We live in central London. She was with us for 18 months. Her English was okay, but her accent was very thick. She was a 40 year old Ghanian woman and she also spoke french. Thick accent in French too, apparently. But regardless I think she's amazing for speaking more than one language as I can't. (accent thing is relevant btw, not just me being a cow..)

She told us after a while that she wanted to work as a PA and not with children anymore. As we considered her part of our family we gave her time off to search for a job, and we even introduced her to a few other people who might have a PA job to offer (actual companies.) We continued paying her full-time salary throughout this, even though she was only working three days a week while she looked for another job.

Everybody (who we introduced her to) said that neither her English nor her french was clear enough to take on such a communicative role in an English-language or French-language speaking company. They all also said she had no previous experience as a PA, and should gain some experience before applying again. All these companies were in central london.

We suggested to her that she becomes our nanny and our PA combined , gets some experience and moves on later. She said she didn't want to do that, she wanted to work in the office of a central London company, she wouldn't accept to move somewhere else in England. She said that she would resign and job-hunt without having to look after the DC during office hours.

● Exercise description
Please extend the account of the nanny who wanted PA work, picking up right after its last sentence. The lines that come next aren't needed.

● Source data
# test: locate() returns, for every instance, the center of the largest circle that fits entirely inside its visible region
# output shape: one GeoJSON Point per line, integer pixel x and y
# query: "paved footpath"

● Task result
We said, okay, bought her a present and wished her well. We kept in touch and saw her a few times socially where she said hi to the DC. She emailed us a lot after she left asking if we could introduce her to more companies to be their PA, but we had exhausted the people we knew so couldn't help her. She didn't seem to understand why we couldn't be the answer to her problems.

It's been a year now, and she has done lots of work experience in offices, but she doesn't have a job. And she hasn't had a salary since we last paid her, apart from some babysitting and overnighting she is doing in people's homes as a childcarer on sitters.com - and she is on benefits.

We have since found a new nanny and are very happy with her. But ex-Nanny has now come back saying she feels really desperate and really needs our help and her job back in order to pay her rent, but still maintains she wants to work as a PA eventually.

I feel quite torn because I am all for people holding on to their dreams and working towards them. She and I are the same age, so there is a lot of me imagining myself in her situation and knowing that if I tried to get a job as PA in central London now (I currently work for myself) after having 3DC, then I'd probably be having trouble too.

But I'm also aware of my own privilege. Being married and having two salaries, being white, being in the country I was lucky enough to be born in and only having to speak my mother tongue. So there is a side of me which is tempted to send her some money, or offer her some work as a PA to DH and I (we both work from home) to help get her to where she needs to be.

The other side of me feels that she has acted quite entitled and that her expectations are out of whack with reality?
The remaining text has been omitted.